**PASSAGE:**
--- START ---

Pre-Silicon Sim Harness in Practice: One Respin Avoided
I run security and deployment at StudioX, which means I spend most of my time with customers who cannot afford to be wrong about where their most valuable data lives. Silicon teams are the sharpest version of that. Their RTL is the company. So when a design lead at a fabless customer — I'll call the program Meridian — asked me to walk through what the Pre-Silicon / Target Sim Harness actually looks like on a normal Tuesday, inside their own perimeter, I said yes on one condition: I'd tell it exactly as it happened, including the parts that are unglamorous. Here it is.
The change that would have slipped
The delta was boring, which is the whole point. A designer on the PCIe controller block added a clock gater to claw back a few milliwatts of leakage before a power review. Two lines of RTL. It passed lint. It passed the nightly smoke regression, because the smoke suite wasn't written to probe the reset-deassertion ordering around that gater. In the old world this change would have ridden the merge train straight toward tape-out, and the divergence it opened — the gated clock changed when a downstream FIFO saw its reset release relative to the model — would have surfaced in the bring-up lab on first silicon. On the C-stepping. Eleven weeks and a mask set later.
Meridian had wired the harness as a StudioX Mission into their merge flow a month earlier. When the designer pushed, the Mission picked up the commit as a plain-language goal — check this change against the target before it's cleared for sign-off — and went to work. Nobody filed a ticket. Nobody booked emulator time by hand. The designer kept working on something else.
The Tuesday, minute by minute
What made it land for the design lead wasn't the verdict. It was watching the Mission reason in the observations rail, live, the same way you'd read a colleague thinking out loud. The Change Triage Agent classified the delta as a reset-domain change touching the PCIe controller. The reasoning core, holding that finding in its working memory, then had the Sandbox Agent stand up a targeted simulation environment for exactly that block — reaching the customer's simulator and job scheduler through instant MCP servers, no integration project, no waiting on the shared emulator queue. The Divergence Agent ran the scoped stimulus and reported back the precise thing it was asked for: three cycles where the modelled reset deassertion and the target's disagreed, each named signal, each cycle number. The History Agent matched it against the customer's own respin knowledge base and surfaced a nearly identical divergence from a prior program that had, in fact, caused a respin. The Policy Agent checked it against sign-off criteria and marked it a blocker.

--- END ---

**RAW DATA:**
--- START ---

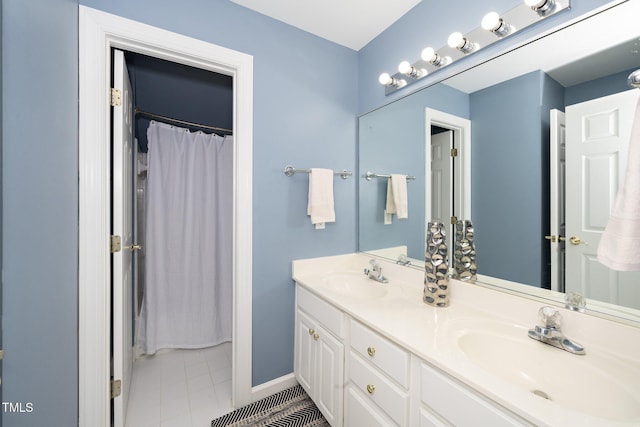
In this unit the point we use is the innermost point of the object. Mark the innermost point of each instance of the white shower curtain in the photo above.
(188, 296)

--- END ---

**REQUIRED WORK:**
1. Please pull out, word for word from the sim harness account, everything from "Meridian had wired" down to "on something else.".
2. Carry the sim harness account forward from its last sentence.

**EXPECTED RESULTS:**
1.
Meridian had wired the harness as a StudioX Mission into their merge flow a month earlier. When the designer pushed, the Mission picked up the commit as a plain-language goal — check this change against the target before it's cleared for sign-off — and went to work. Nobody filed a ticket. Nobody booked emulator time by hand. The designer kept working on something else.

2.
The moment it mattered: the decision queue
Here is the part I care about most, wearing my security hat. The Mission did not quietly do anything consequential. It doesn't have the authority to, by design. The checking is read-only — it stood up a sandbox and produced a verdict, and that's the boundary. When the verdict came back a blocker, the Mission ended with an approval request, which the platform turned into a decision-queue row and emailed the two named reviewers a magic-link approve/reject URL. The change to sign-off status waited on a human clicking. The verification lead opened the row, read the trace — including the matched historical respin the History Agent had pulled — and rejected the promotion, sending the gater back for a reset-sequencing fix. Total elapsed time from merge to a human holding a grounded verdict: about three hours, most of which was the sandbox actually running.
That decision-queue row is also, not incidentally, an audit artifact. Who approved what, on the basis of which evidence, at which timestamp — it's all there, in the customer's own database, in their own cluster. For a team that has to answer to a quality process and, increasingly, to customers who audit their suppliers' sign-off discipline, that trail is worth as much as the catch itself.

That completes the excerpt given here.